● **SOURCE**
================================
UPDATE: I just got off the phone with Sue Brennan from the Postal Service, who said the AP report isn’t entirely accurate. The Postal Service isn’t canceling the whole letters to Santa program, but local post offices that don’t have the resources to redact childrens’ addresses and replace them with codes — as is now required by the Postal Service — will have to opt out of the program.

Large cities such as New York, Chicago, Washington and Philadelphia can afford the security measures and will still answer letters sent locally that are addressed to Santa. But many small towns, such as North Pole, Alaska, don’t have the money and will have to end their participation in Operation Santa, Brennan said. Los Angeles is one of the few big cities also ending the program, she said.

Original post: This may be one of the saddest stories I’ll read today. The Associated Press reports that the U.S. Postal Service is killing Operation Santa, a 55-year-old program where volunteers answer childrens’ letters sent to Santa Claus with letters postmarked “North Pole, Alaska.” The problem? A sex offender wormed his way into the program last year and almost gained access to childrens’ names and addresses. And rather than jump through the hoops that would be required to completely safeguard kids, the cash-strapped post office decided it’s easier to just scrap the whole thing:

Last year, a postal worker in Maryland recognized an Operation Santa volunteer there as a registered sex offender. The postal worker interceded before the individual could answer a child’s letter, but the Postal Service viewed the episode as a big enough scare to tighten rules in such programs nationwide.
================================
● **PROVIDED INFORMATION**
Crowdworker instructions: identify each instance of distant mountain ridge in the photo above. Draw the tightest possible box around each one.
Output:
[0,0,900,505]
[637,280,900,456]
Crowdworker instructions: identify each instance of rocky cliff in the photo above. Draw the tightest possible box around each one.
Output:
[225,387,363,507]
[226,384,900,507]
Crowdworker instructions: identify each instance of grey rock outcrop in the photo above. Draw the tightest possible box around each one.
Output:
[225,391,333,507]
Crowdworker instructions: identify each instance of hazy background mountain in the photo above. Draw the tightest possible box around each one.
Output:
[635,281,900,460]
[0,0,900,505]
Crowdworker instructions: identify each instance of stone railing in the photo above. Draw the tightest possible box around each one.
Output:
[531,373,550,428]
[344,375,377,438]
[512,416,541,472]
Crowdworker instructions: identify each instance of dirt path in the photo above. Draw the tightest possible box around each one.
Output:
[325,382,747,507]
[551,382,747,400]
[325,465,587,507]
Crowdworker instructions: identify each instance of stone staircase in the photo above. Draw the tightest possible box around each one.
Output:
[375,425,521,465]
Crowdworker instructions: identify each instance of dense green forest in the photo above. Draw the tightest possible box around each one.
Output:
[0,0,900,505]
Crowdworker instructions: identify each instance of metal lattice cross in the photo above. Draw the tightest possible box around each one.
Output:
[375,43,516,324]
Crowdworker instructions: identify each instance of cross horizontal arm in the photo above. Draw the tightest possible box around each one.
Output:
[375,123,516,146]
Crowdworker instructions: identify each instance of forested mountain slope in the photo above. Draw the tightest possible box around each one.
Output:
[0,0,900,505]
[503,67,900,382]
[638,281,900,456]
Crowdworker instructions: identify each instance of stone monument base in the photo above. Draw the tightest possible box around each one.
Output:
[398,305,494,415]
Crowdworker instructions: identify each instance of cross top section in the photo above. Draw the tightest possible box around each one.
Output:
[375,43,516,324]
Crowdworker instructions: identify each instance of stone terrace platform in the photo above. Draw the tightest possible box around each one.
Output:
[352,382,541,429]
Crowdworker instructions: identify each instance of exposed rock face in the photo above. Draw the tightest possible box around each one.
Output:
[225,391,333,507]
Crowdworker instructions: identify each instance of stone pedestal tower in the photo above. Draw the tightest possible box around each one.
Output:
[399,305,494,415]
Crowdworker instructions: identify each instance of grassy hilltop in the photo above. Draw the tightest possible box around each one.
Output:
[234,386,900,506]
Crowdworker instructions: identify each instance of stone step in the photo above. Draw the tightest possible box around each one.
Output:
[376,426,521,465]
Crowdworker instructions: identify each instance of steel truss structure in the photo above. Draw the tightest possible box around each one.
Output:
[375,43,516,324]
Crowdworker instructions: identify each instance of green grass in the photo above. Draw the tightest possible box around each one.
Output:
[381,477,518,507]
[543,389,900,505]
================================
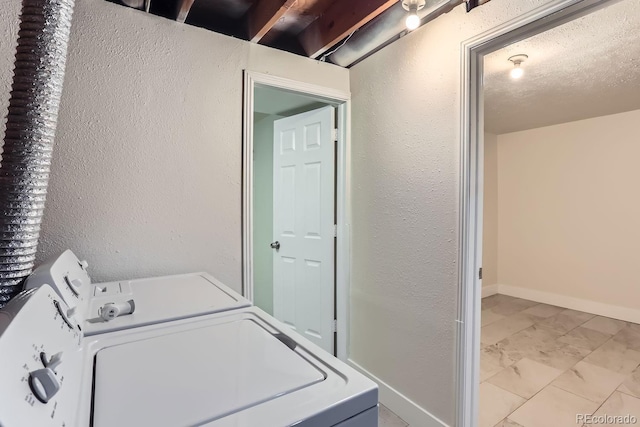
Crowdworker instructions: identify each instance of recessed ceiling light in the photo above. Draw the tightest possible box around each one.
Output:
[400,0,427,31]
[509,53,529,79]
================================
● **PROBLEMS AND TASKS**
a - Reproduce the records verbatim, starting at the line containing "Crowdworker instructions: identify each instance of exposed" and ending at the line containing "[376,426,521,465]", with both of those lines included.
b - Write the next part of the text about the Postal Service's Operation Santa program, continuing from its final sentence.

● **TASK ANSWERS**
a -
Crowdworker instructions: identify each instance of exposed rock face in the photo above. Draw the tightest possible box around each one.
Output:
[225,391,333,507]
Crowdworker instructions: identify each instance of stone pedestal tower in the photo above. Draw the tightest possible box around each one.
Output:
[399,305,494,415]
Crowdworker instructions: identify each instance of grassy hilltop in the photo above. Draw the tightest possible box around each one.
Output:
[234,386,900,506]
Crowdworker instructions: identify each instance of stone step in the photo above. Draw the tightest possible box around each one.
Output:
[376,426,521,465]

b -
The agency now prohibits volunteers from having access to children’s family names and addresses, said spokeswoman Sue Brennan. The Postal Service instead redacts the last name and addresses on each letter and replaces the addresses with codes that match computerized addresses known only to the post office – and leaves it up to individual post offices if they want to go through the time-consuming effort to shield the information.

Anchorage-based agency spokeswoman Pamela Moody said dealing with the tighter restrictions is not feasible in Alaska.

I remember being thrilled when I got my letter back from Santa Claus when I was a kid, and it’s a shame this one bad apple has ruined the program for everybody.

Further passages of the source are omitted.